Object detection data
━━━━━━━━━━━━━━━━━━━━━━━━━━━━━━
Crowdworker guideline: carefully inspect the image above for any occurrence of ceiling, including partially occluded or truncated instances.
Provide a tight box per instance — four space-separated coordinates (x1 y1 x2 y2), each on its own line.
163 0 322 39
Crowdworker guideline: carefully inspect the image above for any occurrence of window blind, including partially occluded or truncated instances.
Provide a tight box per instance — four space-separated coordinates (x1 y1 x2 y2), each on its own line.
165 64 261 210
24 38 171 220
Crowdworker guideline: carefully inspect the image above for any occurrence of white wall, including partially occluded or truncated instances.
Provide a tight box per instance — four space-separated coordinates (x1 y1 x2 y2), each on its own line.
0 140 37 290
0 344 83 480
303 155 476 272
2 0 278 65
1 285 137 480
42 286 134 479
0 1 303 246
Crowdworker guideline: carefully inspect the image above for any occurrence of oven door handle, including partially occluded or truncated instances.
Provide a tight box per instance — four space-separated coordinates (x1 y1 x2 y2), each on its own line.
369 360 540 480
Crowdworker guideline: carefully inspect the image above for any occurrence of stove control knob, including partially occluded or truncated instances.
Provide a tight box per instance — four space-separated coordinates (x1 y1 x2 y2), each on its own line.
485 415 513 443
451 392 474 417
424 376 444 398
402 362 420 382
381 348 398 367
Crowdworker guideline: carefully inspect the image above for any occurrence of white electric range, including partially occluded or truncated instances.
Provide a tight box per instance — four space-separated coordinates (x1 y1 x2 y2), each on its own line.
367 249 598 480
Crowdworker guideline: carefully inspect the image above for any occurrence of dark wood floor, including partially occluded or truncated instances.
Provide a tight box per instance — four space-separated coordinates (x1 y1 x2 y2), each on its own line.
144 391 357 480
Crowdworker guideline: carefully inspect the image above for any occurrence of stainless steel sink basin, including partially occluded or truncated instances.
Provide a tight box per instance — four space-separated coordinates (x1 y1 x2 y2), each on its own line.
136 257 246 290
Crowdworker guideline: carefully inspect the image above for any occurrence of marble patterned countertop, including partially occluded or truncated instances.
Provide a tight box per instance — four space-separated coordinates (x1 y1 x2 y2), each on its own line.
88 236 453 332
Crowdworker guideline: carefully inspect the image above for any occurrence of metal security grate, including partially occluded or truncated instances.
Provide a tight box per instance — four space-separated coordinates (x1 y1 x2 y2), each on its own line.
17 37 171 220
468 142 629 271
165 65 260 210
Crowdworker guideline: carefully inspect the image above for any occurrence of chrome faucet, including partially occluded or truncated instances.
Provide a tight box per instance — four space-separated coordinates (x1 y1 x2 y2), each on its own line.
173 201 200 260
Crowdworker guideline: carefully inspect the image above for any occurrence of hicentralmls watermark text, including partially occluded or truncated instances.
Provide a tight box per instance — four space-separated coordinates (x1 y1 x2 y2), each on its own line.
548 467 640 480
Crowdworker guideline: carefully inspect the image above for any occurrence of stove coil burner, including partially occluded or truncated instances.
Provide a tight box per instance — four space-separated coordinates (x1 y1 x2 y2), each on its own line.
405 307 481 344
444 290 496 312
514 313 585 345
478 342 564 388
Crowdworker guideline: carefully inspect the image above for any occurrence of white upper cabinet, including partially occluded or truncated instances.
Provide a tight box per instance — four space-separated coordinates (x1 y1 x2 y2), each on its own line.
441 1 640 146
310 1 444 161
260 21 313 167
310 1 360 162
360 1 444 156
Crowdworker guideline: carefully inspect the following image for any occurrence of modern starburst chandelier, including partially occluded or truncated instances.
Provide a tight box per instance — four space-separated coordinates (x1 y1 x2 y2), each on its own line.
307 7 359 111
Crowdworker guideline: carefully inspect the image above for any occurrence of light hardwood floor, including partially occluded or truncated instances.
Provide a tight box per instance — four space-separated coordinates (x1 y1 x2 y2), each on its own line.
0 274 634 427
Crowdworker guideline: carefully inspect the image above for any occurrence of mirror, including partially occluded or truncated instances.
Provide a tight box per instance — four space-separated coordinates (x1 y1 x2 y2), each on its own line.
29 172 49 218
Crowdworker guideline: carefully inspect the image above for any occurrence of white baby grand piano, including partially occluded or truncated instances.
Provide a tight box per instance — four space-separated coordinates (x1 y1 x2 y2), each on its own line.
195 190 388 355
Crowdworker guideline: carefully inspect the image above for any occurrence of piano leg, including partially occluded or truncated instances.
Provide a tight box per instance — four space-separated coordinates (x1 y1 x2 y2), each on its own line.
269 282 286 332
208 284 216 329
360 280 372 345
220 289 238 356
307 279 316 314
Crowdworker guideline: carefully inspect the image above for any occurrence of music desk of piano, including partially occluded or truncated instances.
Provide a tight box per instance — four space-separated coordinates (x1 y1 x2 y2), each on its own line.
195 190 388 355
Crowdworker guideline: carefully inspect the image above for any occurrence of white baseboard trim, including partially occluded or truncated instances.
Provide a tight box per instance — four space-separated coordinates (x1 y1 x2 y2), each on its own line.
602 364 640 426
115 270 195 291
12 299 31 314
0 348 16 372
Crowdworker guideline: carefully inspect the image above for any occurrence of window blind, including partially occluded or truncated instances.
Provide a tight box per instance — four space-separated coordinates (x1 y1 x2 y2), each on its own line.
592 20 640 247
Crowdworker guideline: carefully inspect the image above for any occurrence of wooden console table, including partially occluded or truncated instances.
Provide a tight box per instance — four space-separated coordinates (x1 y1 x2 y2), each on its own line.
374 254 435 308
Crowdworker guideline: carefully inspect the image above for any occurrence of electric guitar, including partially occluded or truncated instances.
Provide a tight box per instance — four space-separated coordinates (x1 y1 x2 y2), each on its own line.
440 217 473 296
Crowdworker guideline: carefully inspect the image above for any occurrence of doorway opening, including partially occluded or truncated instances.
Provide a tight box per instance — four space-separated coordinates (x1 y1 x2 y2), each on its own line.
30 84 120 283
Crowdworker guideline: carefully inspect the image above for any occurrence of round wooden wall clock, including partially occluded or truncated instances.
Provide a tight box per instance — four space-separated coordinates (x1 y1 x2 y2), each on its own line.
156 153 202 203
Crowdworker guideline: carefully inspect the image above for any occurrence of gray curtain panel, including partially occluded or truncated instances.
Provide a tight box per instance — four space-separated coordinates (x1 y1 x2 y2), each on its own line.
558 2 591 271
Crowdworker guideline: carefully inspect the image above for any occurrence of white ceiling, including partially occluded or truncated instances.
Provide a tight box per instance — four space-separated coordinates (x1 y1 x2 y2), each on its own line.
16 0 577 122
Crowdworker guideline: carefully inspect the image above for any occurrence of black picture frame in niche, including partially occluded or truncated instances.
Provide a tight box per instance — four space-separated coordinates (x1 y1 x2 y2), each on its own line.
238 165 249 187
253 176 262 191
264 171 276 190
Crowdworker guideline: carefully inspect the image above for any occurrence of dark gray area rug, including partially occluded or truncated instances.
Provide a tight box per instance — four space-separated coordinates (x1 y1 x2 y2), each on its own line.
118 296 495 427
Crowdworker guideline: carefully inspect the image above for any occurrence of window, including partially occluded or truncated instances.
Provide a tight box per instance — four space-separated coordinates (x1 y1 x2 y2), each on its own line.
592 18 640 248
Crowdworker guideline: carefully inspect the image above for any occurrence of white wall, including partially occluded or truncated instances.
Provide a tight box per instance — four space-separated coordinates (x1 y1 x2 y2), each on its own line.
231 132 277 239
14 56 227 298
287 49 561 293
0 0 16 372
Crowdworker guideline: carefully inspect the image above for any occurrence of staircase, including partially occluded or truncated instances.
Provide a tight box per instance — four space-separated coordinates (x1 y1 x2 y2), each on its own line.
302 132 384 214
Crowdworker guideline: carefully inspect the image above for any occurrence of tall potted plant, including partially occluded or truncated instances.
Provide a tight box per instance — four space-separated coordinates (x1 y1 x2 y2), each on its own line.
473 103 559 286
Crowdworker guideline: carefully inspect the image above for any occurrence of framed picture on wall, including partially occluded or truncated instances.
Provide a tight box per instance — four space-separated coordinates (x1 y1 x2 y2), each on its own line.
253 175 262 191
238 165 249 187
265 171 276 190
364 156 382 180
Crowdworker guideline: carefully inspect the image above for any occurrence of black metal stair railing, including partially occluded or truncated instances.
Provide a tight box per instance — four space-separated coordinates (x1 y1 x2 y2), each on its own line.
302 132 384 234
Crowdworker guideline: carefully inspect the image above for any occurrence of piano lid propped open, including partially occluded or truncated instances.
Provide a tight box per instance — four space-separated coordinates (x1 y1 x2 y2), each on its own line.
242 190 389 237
━━━━━━━━━━━━━━━━━━━━━━━━━━━━━━
Report every line of the material above that contains the string "gray", treating uppercase and lowercase letters as different.

_Reply_:
Crowdworker guideline: carefully inspect the image above for any occurrence of gray curtain panel, including partially occluded or truncated instances.
Crowdworker guideline: carefully inspect the image above for any occurrence of dark gray area rug, including partially occluded or truncated instances.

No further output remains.